Wangenkuss mit „Boss der Bosse“?
Kaum ein anderer Akteur in der westeuropäischen Nachkriegspolitik stieg so hoch und stürzte so tief wie der Christdemokrat Andreotti. Nach dem Fall der italienischen „Schmiergeldrepublik“ Anfang der 90er musste er gleich zweimal vor Gericht. Noch schlimmer als der Mordprozess war ein Verfahren wegen Mafia-Verstrickungen in Palermo. Was Mafia-Bosse dort auspackten, klang ungeheuerlich: Andreotti soll mit „Paten“ verkehrt haben, dem „Boss der Bosse“ gar als Zeichen seiner Ehrerbietung einen Wangenkuss gegeben haben.
„Leichenschauhaus der Demokratie“ nannte das ein Staatsanwalt. Andreotti fühlte sich „vorgeführt“. In einer schwachen Stunde gestand der Beschuldigte, dass er unter Alpträumen leide. Sein Zynismus wurde bitter: „Nur gut, dass wir keine Todesstrafe haben.“
Der fromme Lehrersohn aus Rom wurde damals zum Sinnbild von Machthunger und machiavellistischer Skrupellosigkeit. Doch seltsam: Trotz allem blieb Andreotti in der italienischen Öffentlichkeit präsent, auch als er vor Gericht stand, nahm er an Talkshows teil, blieb Senator und veröffentlichte eine katholische Zeitschrift. Im Vatikan ging er ohnehin ein und aus. Nur seine Lippen wurden immer schmaler, sein Gang immer gebückter, für Karikaturisten war er zum Beelzebub geworden.

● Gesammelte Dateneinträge
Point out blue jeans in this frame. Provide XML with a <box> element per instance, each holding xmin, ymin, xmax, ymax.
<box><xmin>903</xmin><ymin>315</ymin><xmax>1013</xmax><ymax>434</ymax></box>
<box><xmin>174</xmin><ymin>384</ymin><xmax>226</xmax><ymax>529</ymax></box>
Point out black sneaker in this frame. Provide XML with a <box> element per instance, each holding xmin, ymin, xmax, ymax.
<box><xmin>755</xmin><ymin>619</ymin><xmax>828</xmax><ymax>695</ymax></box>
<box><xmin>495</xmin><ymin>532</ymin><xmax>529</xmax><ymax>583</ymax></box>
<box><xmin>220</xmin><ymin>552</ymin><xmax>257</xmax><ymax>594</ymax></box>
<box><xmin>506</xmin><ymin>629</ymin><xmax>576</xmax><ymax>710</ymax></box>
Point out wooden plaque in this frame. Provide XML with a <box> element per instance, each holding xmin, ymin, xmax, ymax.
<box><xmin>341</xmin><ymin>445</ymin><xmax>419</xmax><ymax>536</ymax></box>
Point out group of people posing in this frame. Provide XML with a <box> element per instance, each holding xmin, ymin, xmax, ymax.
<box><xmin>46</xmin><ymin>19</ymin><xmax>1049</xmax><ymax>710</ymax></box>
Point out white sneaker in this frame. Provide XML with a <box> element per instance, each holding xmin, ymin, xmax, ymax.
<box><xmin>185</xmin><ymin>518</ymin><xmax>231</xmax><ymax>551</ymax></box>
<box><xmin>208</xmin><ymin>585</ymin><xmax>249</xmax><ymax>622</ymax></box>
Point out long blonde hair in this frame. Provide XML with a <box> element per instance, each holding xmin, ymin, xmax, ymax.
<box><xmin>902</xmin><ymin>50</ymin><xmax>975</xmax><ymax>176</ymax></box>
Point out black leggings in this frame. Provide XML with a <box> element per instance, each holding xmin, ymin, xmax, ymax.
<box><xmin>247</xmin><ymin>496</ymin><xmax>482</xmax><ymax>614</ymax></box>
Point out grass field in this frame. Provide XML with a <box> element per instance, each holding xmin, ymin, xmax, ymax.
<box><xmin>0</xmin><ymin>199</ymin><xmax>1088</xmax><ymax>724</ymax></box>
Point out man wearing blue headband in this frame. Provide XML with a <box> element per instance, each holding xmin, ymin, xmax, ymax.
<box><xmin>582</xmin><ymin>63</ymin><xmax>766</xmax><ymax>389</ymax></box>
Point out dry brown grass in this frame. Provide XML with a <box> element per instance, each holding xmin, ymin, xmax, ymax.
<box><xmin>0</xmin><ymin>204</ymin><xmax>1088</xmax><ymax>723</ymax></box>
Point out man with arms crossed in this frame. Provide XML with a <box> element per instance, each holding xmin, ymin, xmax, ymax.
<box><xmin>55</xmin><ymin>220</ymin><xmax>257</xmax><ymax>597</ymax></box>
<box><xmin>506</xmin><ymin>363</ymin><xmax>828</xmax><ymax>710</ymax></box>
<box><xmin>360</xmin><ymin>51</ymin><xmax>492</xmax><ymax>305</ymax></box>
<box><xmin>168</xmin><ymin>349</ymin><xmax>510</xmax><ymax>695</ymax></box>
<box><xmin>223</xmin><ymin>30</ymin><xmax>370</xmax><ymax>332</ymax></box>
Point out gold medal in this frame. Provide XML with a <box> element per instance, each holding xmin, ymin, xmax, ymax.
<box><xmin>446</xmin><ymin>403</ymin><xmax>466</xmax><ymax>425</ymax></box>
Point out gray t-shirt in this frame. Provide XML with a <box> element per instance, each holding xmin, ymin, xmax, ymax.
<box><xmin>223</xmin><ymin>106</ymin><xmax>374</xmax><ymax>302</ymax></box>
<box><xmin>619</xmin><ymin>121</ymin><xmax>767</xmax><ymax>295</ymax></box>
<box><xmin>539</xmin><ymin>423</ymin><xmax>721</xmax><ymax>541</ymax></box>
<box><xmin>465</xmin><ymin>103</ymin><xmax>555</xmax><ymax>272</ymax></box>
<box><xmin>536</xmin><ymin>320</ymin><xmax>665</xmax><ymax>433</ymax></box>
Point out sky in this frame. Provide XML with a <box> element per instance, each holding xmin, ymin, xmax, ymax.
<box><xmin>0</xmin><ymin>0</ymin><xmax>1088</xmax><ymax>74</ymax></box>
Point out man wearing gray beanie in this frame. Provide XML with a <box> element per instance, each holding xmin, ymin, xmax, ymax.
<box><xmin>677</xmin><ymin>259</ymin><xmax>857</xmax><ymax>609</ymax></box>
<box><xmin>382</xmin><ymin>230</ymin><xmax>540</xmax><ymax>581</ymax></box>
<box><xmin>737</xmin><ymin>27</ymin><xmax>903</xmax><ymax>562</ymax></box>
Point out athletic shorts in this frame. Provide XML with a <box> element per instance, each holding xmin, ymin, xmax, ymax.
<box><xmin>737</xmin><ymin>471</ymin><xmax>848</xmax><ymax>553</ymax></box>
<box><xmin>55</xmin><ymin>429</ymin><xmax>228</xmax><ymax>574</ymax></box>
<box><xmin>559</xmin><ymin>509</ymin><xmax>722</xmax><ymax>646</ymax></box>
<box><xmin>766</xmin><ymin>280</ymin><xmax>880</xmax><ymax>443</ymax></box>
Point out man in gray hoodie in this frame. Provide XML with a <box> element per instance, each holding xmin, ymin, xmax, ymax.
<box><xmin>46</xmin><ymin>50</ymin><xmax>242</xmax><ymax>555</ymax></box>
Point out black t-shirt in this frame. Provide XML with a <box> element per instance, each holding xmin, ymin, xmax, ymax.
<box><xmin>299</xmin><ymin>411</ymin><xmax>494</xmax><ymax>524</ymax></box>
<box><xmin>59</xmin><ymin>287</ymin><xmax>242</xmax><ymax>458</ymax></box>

● ANFORDERUNGEN
(a) Wo fand laut dem Text über Andreotti das Verfahren wegen Mafia-Verstrickungen statt?
(b) Geben Sie aus dem Text über Andreotti alles von „Kaum ein anderer“ bis hinunter zu „Wangenkuss gegeben haben.“ wortgetreu wieder.

● LÖSUNGEN
(a) In Palermo.

(b)
Kaum ein anderer Akteur in der westeuropäischen Nachkriegspolitik stieg so hoch und stürzte so tief wie der Christdemokrat Andreotti. Nach dem Fall der italienischen „Schmiergeldrepublik“ Anfang der 90er musste er gleich zweimal vor Gericht. Noch schlimmer als der Mordprozess war ein Verfahren wegen Mafia-Verstrickungen in Palermo. Was Mafia-Bosse dort auspackten, klang ungeheuerlich: Andreotti soll mit „Paten“ verkehrt haben, dem „Boss der Bosse“ gar als Zeichen seiner Ehrerbietung einen Wangenkuss gegeben haben.